=== BRANO FORNITO ===
^^^^^^^^^^^^^^^^
LAVORO
A MANO
ARMATA

di Fabio Zanchi |

LA FRASE
“Il ricorso alla morale è solo per privilegiati.
Con me non è necessario”.

Eric Cantona è una bestia d’uomo alto 1,90 (1,89 per l’esattezza). Quando faceva il calciatore si era conquistato il soprannome di The King. Di lui si ricordano parecchie partite, giocate con la dovuta aggressività con i colori del Manchester United, ma soprattutto quella giornata del gennaio 1995 quando un tifoso del Crystal Palace, membro del Fronte Nazionale Britannico, alzando il braccio nel saluto nazista, ebbe la cattiva idea di dargli del francese bastardo.

Cantona, i cui nonni furono costretti a fuggire dalla Spagna ai tempi della guerra civile, scattò a modo suo, superò la barriera e stese quell’idiota con un poderoso calcio al petto. Dopo una squalifica, l’abbandono del calcio e tanti anni più tardi tutte le volte che viene invitato a rievocare quel gesto, poco sportivo ma assai atletico, l’ex giocatore ribadisce: “Avrei voluto colpirlo più forte”.

Abbandonati i campi da gioco, Eric Cantona fa l’attore. E lo fa con la stessa grinta, altrettanto efficace, che sfoderava contro gli avversari e che ha convinto un regista come Ken Loach a dedicargli un film, “Il mio amico Eric”. Con quella stessa grinta Cantona, inquadrato in primo piano, campeggia fin dall’apertura in una serie di sei puntate, su Netflix. Il titolo italiano, “Lavoro a mano armata”, in verità poco convincente, rimanda a certi film con Maurizio Merli (“Italia a mano armata”) di fine anni Settanta. E invece no. Più convincente e sottile il titolo originale: “Dérapages”, che invece ricorda certe sbandate che la vita, talvolta, impone. La trama evoca temi in un certo senso cari a Ken Loach.
^^^^^^^^^^^^^^^^
=== OBIETTIVO 1 ===
Indica quante righe dei record contengono la stringa "jacket", tenendo conto di maiuscole e minuscole. Scrivi soltanto il numero.
^^^^^^^^^^^^^^^^
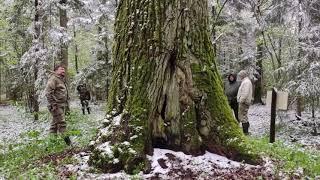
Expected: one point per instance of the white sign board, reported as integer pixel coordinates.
(282, 100)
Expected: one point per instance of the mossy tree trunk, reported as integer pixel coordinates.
(166, 91)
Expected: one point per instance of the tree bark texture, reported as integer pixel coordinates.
(63, 24)
(166, 91)
(259, 84)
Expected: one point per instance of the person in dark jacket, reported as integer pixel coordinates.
(231, 88)
(84, 97)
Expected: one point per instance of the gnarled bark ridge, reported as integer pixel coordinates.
(166, 90)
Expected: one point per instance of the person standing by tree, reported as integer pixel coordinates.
(231, 90)
(84, 97)
(244, 98)
(57, 97)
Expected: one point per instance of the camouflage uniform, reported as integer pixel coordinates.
(57, 96)
(84, 98)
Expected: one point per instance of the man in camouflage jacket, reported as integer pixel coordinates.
(57, 96)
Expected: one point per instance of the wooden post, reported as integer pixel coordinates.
(273, 116)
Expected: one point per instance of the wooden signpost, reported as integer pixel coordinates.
(276, 100)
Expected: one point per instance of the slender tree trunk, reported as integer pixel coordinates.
(75, 49)
(34, 97)
(214, 33)
(63, 24)
(258, 83)
(166, 91)
(299, 97)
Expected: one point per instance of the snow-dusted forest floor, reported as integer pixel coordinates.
(166, 164)
(288, 128)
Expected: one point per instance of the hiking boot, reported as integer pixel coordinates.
(67, 140)
(245, 128)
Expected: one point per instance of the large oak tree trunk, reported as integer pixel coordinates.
(166, 91)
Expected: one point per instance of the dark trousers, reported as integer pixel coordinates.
(235, 107)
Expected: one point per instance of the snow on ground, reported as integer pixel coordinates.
(167, 164)
(14, 122)
(289, 129)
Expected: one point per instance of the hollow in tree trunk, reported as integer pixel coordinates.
(165, 91)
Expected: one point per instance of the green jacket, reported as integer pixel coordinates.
(56, 91)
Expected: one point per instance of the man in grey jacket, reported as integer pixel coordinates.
(244, 98)
(57, 97)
^^^^^^^^^^^^^^^^
=== OBIETTIVO 2 ===
Rispondi alle seguenti domande sul brano fornito:
(a) Quanto è alto Eric Cantona per l'esattezza?
(b) Quale soprannome si era conquistato quando faceva il calciatore?
(c) Qual è il titolo originale della serie in sei puntate su Netflix?

=== RISPOSTA FINALE 1 ===
4

=== RISPOSTA FINALE 2 ===
(a) 1,89.
(b) The King.
(c) "Dérapages".